§ **OBJECTIVES**
[A] In the text on formal grammars and BNF notation, what does the symbol "::=" mean?
[B] Continue the text on formal grammars and BNF notation from its final line.

§ **PASSAGE SHOWN**
** begin **

"The man who speaks with primordial images speaks with a thousand tongues" (Jung).
"The study of grammar, in my opinion, is capable of throwing much more light on philosophical questions than is commonly supposed by philosophers."(Bertrand Russell)
Syntactic Grammar
A syntactic or formal grammar −also called a "generative grammar"− is a metalanguage that specifies or describes the syntax (the form) of the different sentences of a language. In the case of a programming language, the grammar describes the structure of the passive elements (data) and the active ones (processes), which constitutes a metalinguistic unification of these two types of elements in the syntactic aspect.
A formal grammar consists of 4 elements:
A set T of terminal elements.
A set N of non-terminal elements.
A set P of productions (or production rules) of type α ::= β. The left part α is a non-terminal element. The symbol "::=" means "is defined as". The right part β is a sequence of terminal and non-terminal elements. The length of the sequence is the number of elements it consists of. There is the empty sequence, which has zero length.
A non-terminal element S designated as the initial non-terminal element.
The language associated with a grammar is the set of finite sequences generated by that grammar from the initial nonterminal element. Hence the name "generative grammar".
Two grammars are equivalent if they generate or describe the same language. The language generated by a grammar can be finite or infinite.
The BNF notation
Invented by John Backus [1959], it was initially called "Backus Normal Form". This notation was adopted to describe the Algol 60 programming language. Peter Naur's [1963] contribution in editing the report on Algol 60 led to the notation BNF becoming known as "Backus Naur Form" [Knuth, 1964].
In the original BNF notation, only two information structuring mechanisms were contemplated:
Composition.
Corresponds to the sequence of elements (terminal or not). No specific symbol is used.
Alternative.
Represents a choice between different sequences. It is expressed by the symbol "|".

** end **

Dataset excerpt
** begin **

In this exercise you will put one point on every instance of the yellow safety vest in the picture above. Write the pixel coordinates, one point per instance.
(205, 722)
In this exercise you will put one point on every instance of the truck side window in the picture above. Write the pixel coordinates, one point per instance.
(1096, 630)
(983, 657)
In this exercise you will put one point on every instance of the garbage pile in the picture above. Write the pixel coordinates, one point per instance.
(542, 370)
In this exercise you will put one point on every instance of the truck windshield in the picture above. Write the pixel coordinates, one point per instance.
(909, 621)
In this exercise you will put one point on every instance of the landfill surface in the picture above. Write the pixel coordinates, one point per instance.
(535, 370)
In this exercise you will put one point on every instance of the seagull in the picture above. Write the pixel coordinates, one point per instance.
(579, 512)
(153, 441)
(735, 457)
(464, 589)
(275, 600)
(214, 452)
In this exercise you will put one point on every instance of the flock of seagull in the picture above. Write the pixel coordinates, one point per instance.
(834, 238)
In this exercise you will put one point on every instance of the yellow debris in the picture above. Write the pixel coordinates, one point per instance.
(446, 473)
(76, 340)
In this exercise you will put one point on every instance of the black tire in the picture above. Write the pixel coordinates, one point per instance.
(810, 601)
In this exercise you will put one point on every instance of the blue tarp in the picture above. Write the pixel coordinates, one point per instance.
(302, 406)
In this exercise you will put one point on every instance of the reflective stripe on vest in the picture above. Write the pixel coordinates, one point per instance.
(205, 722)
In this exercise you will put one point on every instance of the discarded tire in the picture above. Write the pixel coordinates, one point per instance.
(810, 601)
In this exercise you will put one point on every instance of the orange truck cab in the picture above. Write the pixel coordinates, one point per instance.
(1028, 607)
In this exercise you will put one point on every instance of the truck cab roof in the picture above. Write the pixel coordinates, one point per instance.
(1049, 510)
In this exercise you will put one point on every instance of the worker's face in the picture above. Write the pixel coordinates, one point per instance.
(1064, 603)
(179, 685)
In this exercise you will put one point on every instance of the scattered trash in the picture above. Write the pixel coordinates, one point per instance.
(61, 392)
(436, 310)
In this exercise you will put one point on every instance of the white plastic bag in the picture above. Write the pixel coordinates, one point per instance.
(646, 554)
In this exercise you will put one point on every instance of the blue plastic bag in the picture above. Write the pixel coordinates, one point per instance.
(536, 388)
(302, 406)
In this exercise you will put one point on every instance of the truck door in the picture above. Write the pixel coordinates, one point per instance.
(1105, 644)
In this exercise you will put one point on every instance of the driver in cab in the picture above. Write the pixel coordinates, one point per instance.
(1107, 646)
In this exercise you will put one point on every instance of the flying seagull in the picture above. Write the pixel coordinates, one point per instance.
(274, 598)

** end **

§ **ANSWERS PROVIDED**
[A] It means "is defined as."

[B]
This notation was clearly insufficient and the EBNF (Extended BNF) appeared, of which there are many variants. The aim was to reduce the number of production rules and increase readability. The most widespread one additionally contemplates the mechanisms:
Grouping of alternatives.
It is expressed by parentheses.
Repetition.
Of an element zero or more times (*) or one or more times (+).
Optional
Indicates that it may or may not appear. It is expressed by square brackets: [ ].
Generative grammar is really a theory of syntax, since semantics is not considered. This is why, despite having pushed forward the study of grammars and the formalization of syntax, it has been criticized for not providing a semantic model for languages.
The repetition mechanism is very limited, since it is not possible to indicate a concrete number of repetitions.
Only context-free properties are referred to. Therefore, neither structural nor functional constraints, e.g. conditions, attributes, etc., can be specified.
The generic nature of the EBNF notation
The EBNF notation is really a meta-metalanguage, that is, it is a language for defining metalanguages of concrete languages.
EBNF, as a language itself, is a high-level language, in which several authors have believed to see a powerful formalism, generic in nature, that can, by itself, be used as a programming language, as a formal specification language, as the foundation of a science or theory of programming languages and of programming itself [Harrison, 1965] [Gries, 1981] [Schmidt, 1982].
Semantic Grammar
Just as traditional syntactic grammars deal with abstract categories (which are usually related to the structure of language itself), semantic grammars are structured and organized on the basis of lexical categories, that is, on concepts, categories or concrete semantic properties related to a domain, such as, for example, time, place, color, objects, etc.
The main features of semantic grammars are:
The sentences of a semantic grammar specify the allowed relations between concepts in an application domain, beyond their merely formal description (covered by a traditional syntactic grammar).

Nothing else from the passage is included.